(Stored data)
※

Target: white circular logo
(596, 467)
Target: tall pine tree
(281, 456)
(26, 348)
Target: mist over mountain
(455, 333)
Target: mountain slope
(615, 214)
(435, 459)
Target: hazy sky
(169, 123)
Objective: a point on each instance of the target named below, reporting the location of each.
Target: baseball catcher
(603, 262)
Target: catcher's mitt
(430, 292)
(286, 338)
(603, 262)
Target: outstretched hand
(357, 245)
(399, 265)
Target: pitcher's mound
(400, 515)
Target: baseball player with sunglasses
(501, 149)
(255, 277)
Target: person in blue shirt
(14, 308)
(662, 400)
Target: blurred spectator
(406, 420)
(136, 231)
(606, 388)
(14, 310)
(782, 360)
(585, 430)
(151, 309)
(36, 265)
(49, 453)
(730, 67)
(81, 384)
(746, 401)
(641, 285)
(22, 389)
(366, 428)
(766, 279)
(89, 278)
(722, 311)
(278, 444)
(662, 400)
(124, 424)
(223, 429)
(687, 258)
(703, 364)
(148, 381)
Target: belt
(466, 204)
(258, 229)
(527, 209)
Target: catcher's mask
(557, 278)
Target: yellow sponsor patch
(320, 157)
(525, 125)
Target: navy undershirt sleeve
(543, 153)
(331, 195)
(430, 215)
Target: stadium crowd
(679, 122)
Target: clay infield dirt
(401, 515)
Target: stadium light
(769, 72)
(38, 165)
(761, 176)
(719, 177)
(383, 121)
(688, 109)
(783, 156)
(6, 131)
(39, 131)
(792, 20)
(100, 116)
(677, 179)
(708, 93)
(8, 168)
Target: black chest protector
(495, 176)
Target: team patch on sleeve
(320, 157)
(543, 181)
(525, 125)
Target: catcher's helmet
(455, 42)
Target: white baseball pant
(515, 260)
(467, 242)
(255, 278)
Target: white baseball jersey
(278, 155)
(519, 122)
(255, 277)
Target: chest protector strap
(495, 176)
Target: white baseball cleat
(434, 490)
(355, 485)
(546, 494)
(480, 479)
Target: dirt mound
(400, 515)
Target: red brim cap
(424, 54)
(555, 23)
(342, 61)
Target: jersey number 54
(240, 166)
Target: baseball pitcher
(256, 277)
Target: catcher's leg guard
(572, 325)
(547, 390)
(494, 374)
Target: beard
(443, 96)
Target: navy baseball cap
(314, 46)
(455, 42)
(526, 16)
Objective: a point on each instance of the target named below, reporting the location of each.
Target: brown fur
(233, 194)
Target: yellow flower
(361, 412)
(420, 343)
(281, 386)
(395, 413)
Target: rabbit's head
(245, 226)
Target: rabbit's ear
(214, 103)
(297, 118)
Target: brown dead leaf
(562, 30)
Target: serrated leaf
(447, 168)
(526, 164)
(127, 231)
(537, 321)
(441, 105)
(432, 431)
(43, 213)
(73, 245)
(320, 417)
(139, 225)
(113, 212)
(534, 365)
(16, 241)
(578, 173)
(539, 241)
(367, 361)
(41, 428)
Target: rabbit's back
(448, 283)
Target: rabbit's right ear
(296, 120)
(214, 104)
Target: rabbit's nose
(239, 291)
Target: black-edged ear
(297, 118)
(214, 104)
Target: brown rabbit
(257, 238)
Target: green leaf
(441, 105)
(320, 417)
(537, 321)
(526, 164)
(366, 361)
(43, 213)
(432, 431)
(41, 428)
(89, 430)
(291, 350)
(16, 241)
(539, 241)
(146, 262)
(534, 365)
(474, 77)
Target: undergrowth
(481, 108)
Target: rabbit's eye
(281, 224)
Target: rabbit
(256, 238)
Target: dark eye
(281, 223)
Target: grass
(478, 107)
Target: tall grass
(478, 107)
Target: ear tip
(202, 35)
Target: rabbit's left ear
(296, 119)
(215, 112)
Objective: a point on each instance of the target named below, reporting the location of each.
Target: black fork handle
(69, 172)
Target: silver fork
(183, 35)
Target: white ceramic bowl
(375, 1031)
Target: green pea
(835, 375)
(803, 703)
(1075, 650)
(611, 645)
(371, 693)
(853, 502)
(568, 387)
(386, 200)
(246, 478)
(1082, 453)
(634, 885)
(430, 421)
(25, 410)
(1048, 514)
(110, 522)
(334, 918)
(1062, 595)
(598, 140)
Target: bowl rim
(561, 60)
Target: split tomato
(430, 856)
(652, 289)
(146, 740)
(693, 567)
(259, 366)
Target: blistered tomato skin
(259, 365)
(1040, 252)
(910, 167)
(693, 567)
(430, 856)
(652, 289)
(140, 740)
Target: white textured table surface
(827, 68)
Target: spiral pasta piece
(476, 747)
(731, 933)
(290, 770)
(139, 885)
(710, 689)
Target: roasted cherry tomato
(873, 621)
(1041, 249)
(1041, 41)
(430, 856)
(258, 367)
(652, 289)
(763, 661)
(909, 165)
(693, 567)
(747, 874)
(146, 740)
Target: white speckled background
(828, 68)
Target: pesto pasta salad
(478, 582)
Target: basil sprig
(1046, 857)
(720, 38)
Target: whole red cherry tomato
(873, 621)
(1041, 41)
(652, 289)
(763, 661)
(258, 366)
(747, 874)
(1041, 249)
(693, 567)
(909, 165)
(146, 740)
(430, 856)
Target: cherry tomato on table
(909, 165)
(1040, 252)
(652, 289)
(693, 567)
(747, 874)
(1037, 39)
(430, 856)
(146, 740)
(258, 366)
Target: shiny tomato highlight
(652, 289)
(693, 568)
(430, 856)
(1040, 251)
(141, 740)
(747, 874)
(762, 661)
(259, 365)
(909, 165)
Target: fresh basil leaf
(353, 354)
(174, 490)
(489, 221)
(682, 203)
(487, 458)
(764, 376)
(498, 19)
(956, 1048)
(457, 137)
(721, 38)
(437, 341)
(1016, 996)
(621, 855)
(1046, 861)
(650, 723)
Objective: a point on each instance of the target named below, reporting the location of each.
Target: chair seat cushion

※

Problem to work on → In the records above, return only the line that contains "Target: white speckled background" and every line after it through the last, exactly as they appear.

The completed task →
Target: white speckled background
(828, 68)
Target: pesto pasta salad
(478, 582)
Target: basil sprig
(1046, 857)
(720, 38)
Target: whole red cherry tomato
(873, 621)
(1041, 41)
(652, 289)
(763, 661)
(258, 366)
(747, 874)
(1041, 249)
(693, 567)
(909, 165)
(146, 740)
(430, 856)
Target: cherry tomato on table
(909, 165)
(1040, 252)
(652, 289)
(693, 567)
(747, 874)
(1037, 39)
(430, 856)
(146, 740)
(258, 366)
Target: shiny tomato highlight
(652, 289)
(693, 568)
(430, 856)
(1040, 251)
(141, 740)
(747, 874)
(762, 661)
(259, 365)
(909, 165)
Target: fresh basil leaf
(353, 354)
(174, 490)
(489, 221)
(682, 203)
(487, 458)
(764, 376)
(498, 19)
(956, 1048)
(457, 137)
(721, 38)
(437, 341)
(1016, 996)
(621, 855)
(1046, 861)
(650, 723)
Objective: a point on each instance of the target named below, reporting the location of each.
Target: chair seat cushion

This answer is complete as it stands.